> Data items
━━━━━━━━━━
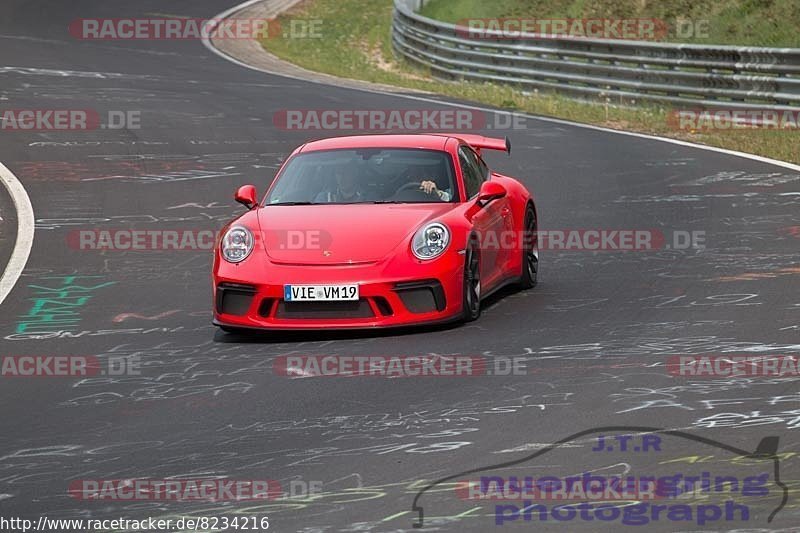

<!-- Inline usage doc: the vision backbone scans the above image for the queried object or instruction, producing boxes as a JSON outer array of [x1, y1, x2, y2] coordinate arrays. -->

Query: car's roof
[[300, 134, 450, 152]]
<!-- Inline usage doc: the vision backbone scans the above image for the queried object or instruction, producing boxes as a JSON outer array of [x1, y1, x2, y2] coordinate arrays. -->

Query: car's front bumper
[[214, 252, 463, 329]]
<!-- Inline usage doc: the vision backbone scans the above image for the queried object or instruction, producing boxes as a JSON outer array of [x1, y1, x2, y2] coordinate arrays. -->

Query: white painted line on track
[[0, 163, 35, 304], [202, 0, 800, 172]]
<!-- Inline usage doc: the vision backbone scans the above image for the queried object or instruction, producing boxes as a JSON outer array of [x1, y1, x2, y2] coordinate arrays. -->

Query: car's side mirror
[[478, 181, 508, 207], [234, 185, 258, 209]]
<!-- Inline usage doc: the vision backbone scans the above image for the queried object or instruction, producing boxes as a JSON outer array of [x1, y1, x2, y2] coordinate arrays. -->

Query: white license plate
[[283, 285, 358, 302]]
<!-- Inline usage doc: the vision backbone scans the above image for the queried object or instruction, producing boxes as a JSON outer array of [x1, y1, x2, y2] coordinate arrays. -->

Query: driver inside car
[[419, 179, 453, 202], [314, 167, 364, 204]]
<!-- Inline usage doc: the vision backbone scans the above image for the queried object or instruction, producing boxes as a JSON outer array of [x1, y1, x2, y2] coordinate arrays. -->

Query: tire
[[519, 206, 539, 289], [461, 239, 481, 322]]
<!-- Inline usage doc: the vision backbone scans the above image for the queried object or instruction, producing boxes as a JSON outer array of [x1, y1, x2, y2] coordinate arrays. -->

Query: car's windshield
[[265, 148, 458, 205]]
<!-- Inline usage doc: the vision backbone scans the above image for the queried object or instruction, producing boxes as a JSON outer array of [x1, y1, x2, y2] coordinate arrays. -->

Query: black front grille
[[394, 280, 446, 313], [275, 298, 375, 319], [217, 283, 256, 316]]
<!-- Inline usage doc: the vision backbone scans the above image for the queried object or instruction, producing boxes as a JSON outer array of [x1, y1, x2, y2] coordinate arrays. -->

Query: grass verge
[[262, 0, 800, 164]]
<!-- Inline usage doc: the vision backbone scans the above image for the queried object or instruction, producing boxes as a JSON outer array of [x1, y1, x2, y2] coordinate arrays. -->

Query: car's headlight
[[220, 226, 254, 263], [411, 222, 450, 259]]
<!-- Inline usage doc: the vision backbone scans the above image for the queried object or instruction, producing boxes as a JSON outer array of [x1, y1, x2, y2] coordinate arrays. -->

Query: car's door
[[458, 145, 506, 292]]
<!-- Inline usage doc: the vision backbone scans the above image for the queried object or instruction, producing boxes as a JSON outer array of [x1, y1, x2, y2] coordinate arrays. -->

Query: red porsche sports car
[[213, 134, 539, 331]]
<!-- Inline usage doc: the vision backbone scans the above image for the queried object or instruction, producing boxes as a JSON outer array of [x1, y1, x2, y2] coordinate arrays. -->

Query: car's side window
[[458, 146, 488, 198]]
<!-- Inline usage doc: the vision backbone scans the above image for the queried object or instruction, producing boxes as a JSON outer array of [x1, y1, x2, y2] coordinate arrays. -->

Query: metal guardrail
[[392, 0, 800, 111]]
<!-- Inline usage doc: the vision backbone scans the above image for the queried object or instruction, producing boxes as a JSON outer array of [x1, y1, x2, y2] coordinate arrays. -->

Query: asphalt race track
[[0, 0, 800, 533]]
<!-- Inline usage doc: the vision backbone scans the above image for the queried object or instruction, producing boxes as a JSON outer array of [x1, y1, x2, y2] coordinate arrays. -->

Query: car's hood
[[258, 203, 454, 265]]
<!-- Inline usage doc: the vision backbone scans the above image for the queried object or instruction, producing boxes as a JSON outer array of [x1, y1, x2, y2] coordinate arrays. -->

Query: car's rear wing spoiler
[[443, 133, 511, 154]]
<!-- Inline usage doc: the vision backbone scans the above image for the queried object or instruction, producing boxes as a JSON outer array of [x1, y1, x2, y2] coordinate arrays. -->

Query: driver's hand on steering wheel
━━━━━━━━━━
> SHORT TASK
Copy out all the records above, switching each "Query" to "Prompt" and leaving everything else unchanged. Omit the pictures from your copy.

> RESULT
<!-- Inline usage doc: the vision backbone scans the above image for the queried object or instruction, producing boxes as a JSON outer array of [x1, y1, x2, y2] coordinate arrays. -->

Prompt: car's roof
[[300, 134, 450, 152]]
<!-- Inline usage doc: the vision backbone scans the above image for the queried object or instruction, producing boxes as a JSON outer array of [x1, y1, x2, y2] coordinate arrays. -->

Prompt: car's front bumper
[[214, 252, 463, 329]]
<!-- Inline usage doc: the vision backbone scans the above image for the queried object or instruction, producing boxes as a JSON outer array of [x1, y1, x2, y2] coordinate arrays. -->

Prompt: white painted line on track
[[0, 163, 35, 304], [202, 0, 800, 172]]
<!-- Inline usage doc: the vision backbone scans the above image for the queried object or instruction, producing boxes as a JSON outer array of [x1, y1, x2, y2] coordinate arrays. -->

Prompt: car's side mirror
[[478, 181, 508, 207], [234, 185, 258, 209]]
<!-- Inline usage doc: the vision backbone scans the above image for the queried object or instruction, producing boxes as a JSON outer array of [x1, y1, x2, y2] coordinate arrays. -->

Prompt: white license plate
[[283, 285, 358, 302]]
<!-- Inline usage doc: the vision backbone scans the above image for the queried object or instruction, producing boxes as a JSON outer array of [x1, y1, x2, y2] coordinate arrays. -->

Prompt: driver inside car
[[419, 179, 453, 202], [314, 167, 364, 204]]
<!-- Inline usage doc: the vision backbone scans the above image for the queried object or instruction, producing boxes as a JSON outer array of [x1, y1, x2, y2] coordinate arrays. -->

Prompt: tire
[[519, 206, 539, 289], [461, 239, 481, 322]]
<!-- Inline usage doc: the vision backbone scans the above image for the queried object or instruction, producing boxes as a JSON outer array of [x1, y1, x2, y2] coordinate arrays. -->

Prompt: car's windshield
[[265, 148, 458, 205]]
<!-- Inline usage doc: the vision backbone scans the above image for the queried object or instruction, producing boxes as a JSON outer array of [x1, y1, x2, y2] coordinate arrays. -->

Prompt: black front grille
[[394, 280, 446, 313], [275, 298, 375, 319], [217, 283, 256, 316]]
<!-- Inline usage doc: the vision backbone scans the above image for the queried object or instruction, producing boxes as a JSON outer array of [x1, y1, x2, y2] coordinate arrays. -->

Prompt: grass verge
[[262, 0, 800, 164]]
<!-- Inline usage doc: the vision backbone scans the above image for the queried object or instruction, producing boxes as a JSON outer array of [x1, y1, x2, y2] coordinate arrays. -->

Prompt: car's headlight
[[220, 226, 254, 263], [411, 222, 450, 259]]
<!-- Inline usage doc: the vision backbone scans the above image for the queried object or instruction, producing boxes as a JSON outer array of [x1, y1, x2, y2] coordinate arrays. -->

Prompt: car's door
[[458, 145, 506, 292]]
<!-- Inline usage doc: the vision backbone scans the above image for the queried object or instruction, producing boxes as a JSON outer array of [x1, y1, x2, y2] coordinate arrays. -->

Prompt: red porsche sports car
[[213, 134, 539, 331]]
<!-- Inline usage doc: the vision backbone scans the above image for the queried object or instruction, producing boxes as a JSON outer array of [x1, y1, x2, y2] coordinate arrays. -->

Prompt: car's side window
[[458, 146, 488, 198]]
<!-- Inline usage doc: the vision backbone scans the above image for the queried object or instruction, producing boxes as a JSON outer array of [x1, y1, x2, y2] coordinate arrays. -->

Prompt: metal guardrail
[[392, 0, 800, 111]]
<!-- Inline usage doc: the vision backbone scans the above image for the queried object or instruction, producing boxes as a JSON outer array of [x1, y1, x2, y2] coordinate arrays. -->

Prompt: asphalt race track
[[0, 0, 800, 533]]
<!-- Inline usage doc: the vision backbone scans the above image for the queried object or instruction, producing boxes as a JSON outer array of [x1, y1, x2, y2] coordinate arrays. -->

Prompt: car's hood
[[258, 203, 454, 265]]
<!-- Inline usage doc: the vision backbone scans the above image for the queried object or instruction, producing boxes as a JSON outer array of [x1, y1, x2, y2] coordinate arrays. -->

Prompt: car's rear wing spoiler
[[443, 133, 511, 154]]
<!-- Inline usage doc: the vision backbone scans the above image for the queried object or instruction, producing boxes as a JSON outer array of [x1, y1, x2, y2] coordinate arrays. -->

Prompt: driver's hand on steering wheel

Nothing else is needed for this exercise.